## TASK DESCRIPTION
Answer these questions using the Braid reviews:
1. In what year was Braid first released on the Xbox?
2. What did one reviewer use for hints on getting through levels?
3. Which key must be pressed to rewind time?

## DOCUMENT EXTRACT
-=-=-=-=-
Forget about taking all the secret stars on the game. We're talking about one of those games where secrets are impossible to find by your own way. You won't even know it by intuition, so, forget it or look directly for a game guide.

The Bottom Line
If your looking for a platform game avoid Braid. If what you want is a game with many different puzzles to get a headache or to be proud of yourself once you've solved them, Braid's your game. The design of the game is beautiful, so beautiful that you'll be attracted to it immediately, but what's inside of the game is what makes this game shine with its own light. Besides its short length and the annoying story, one of the most important independent games released.

Windows · by NeoJ (398) · 2010

Brilliant frustration

The Good
There were plenty of really brilliant moments in the game. Most of them were based on the mechanics of the game. The main mechanic is the ability to rewind time and other mechanics focus around this. The story plays even more brilliantly into these mechanics.

The Bad
There were plenty of frustrating moments. I had to use youtube videos for hints of how to get through plenty of levels and I gotta say that without the opportunity to see how to do I would never have been able to get through those levels. So basically in order to see the brilliancy of the story at least with my limited proficiency required outside help. So it's pretty lucky that this is a game of the youtube age... Even with help some of the puzzles required such a level of pixel perfect precision that it took a LOT of tries to get them.

The Bottom Line
Braid is a puzzle platformer with a twist. You can at any time rewind time meaning that death by monsters or pits are all really not the problem here. The presentation looks hand drawn with watercolor backgrounds.

Windows · by Mark Langdahl (158) · 2017

Braid: Masterpiece or merely above-average

The Good
When Braid was first released on the Xbox in 2008, it received generous amounts of hype and critical acclaim. It wasn't that it was just a fun game: it was practically hailed as the Second Coming for gaming as a whole, due to it's unique gameplay, pretty graphics, and so-called "art" value as well. And while it looked fun, being Xbox-less at that time meant I would just have to sit it out until a PC version was released. A few days ago, I finally managed to get my hands on the full, complete version of "Braid". Was this the timeless masterpiece it was hailed as being? The short answer is no, but that doesn't make it a bad game at all.

Braid is a puzzle platform game. You control a charming little man in a suit and tie known as Tim. Like a certain, far more famous plumber, he is searching for the princess, and he will travel through field, rain, snow, and fire to get to her. While you can run, jump, climb, and bounce on enemies' heads, that will not help you progress. Instead, what you must do is collect puzzle pieces, which are scattered throughout the levels. However, your normal skills will not net you these pieces- this is where the uniqueness of Braid comes into play.

For you see, Tim has the ability to re-wind time backwards. The first time you fall into spikes or make contact with an enemy, the game will stop and tell you that you'll need to press the "shift" key in order to rewind time. Rewinding time is what allows you to solve the puzzles in the game. Miss a jump and fail to bounce off of the enemy properly to grab the piece? No problemo, just rewind and try it again. Need to reach a gate that is quickly closing? You can rewind it and do it again. You can never die in Braid, and because of this, the focus is put strictly on the game's challenging puzzles.

In each stage of the game, a new wrinkle is introduced. In one world, Tim's horizontal position reflects the flow of time. Running forwards will more it forward, stopping will stop it, and moving back will move it back. In another, much more frustrating area, when Tim rewinds, he makes a "recording" of himself that is able to do exactly what he just did. Figuring out how to use these powers effectively forms the core of the game.
-=-=-=-=-
## SUPPLIED DATA
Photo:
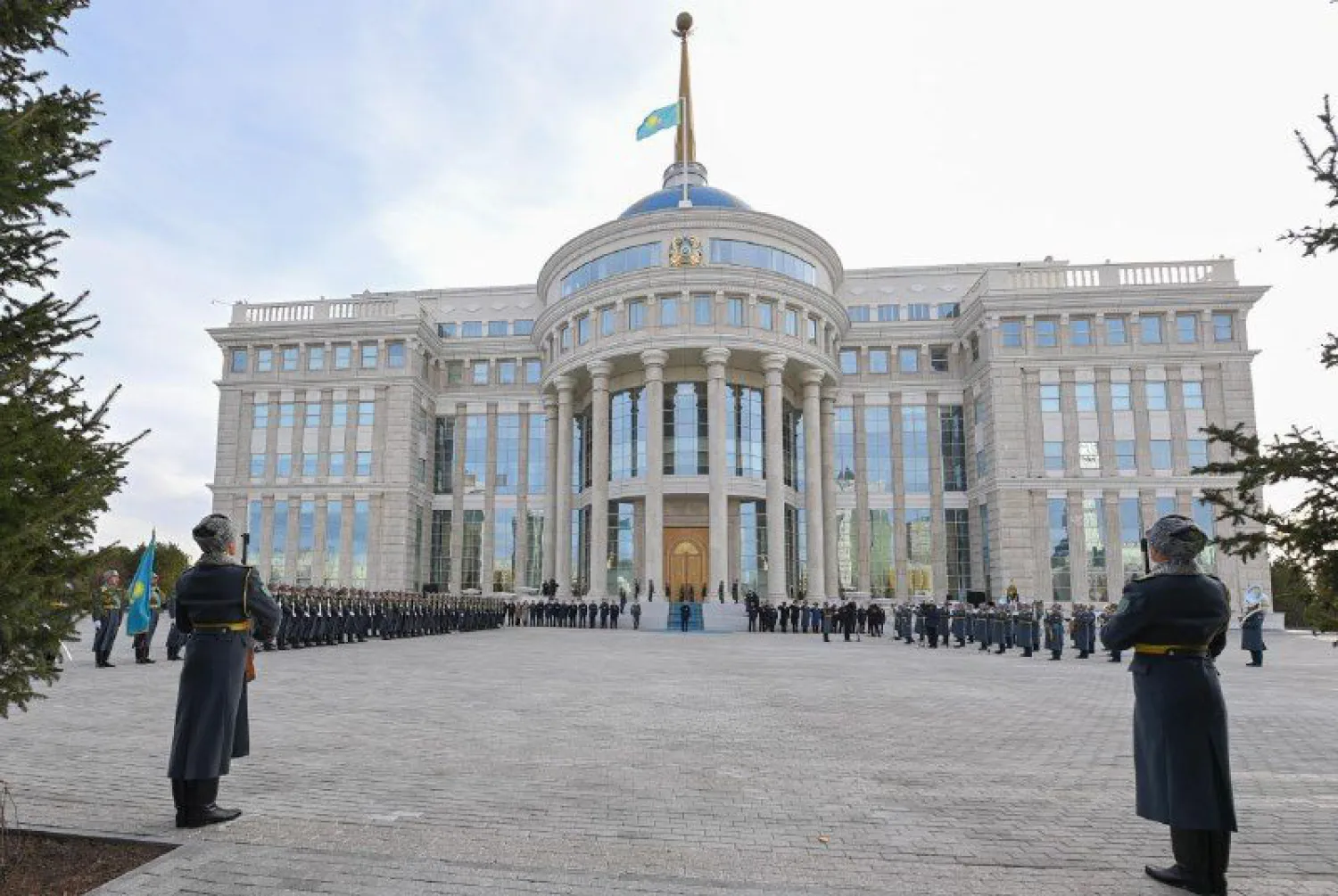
-=-=-=-=-
## SOLUTION TO THIS PROBLEM
1. 2008
2. YouTube videos
3. The "shift" key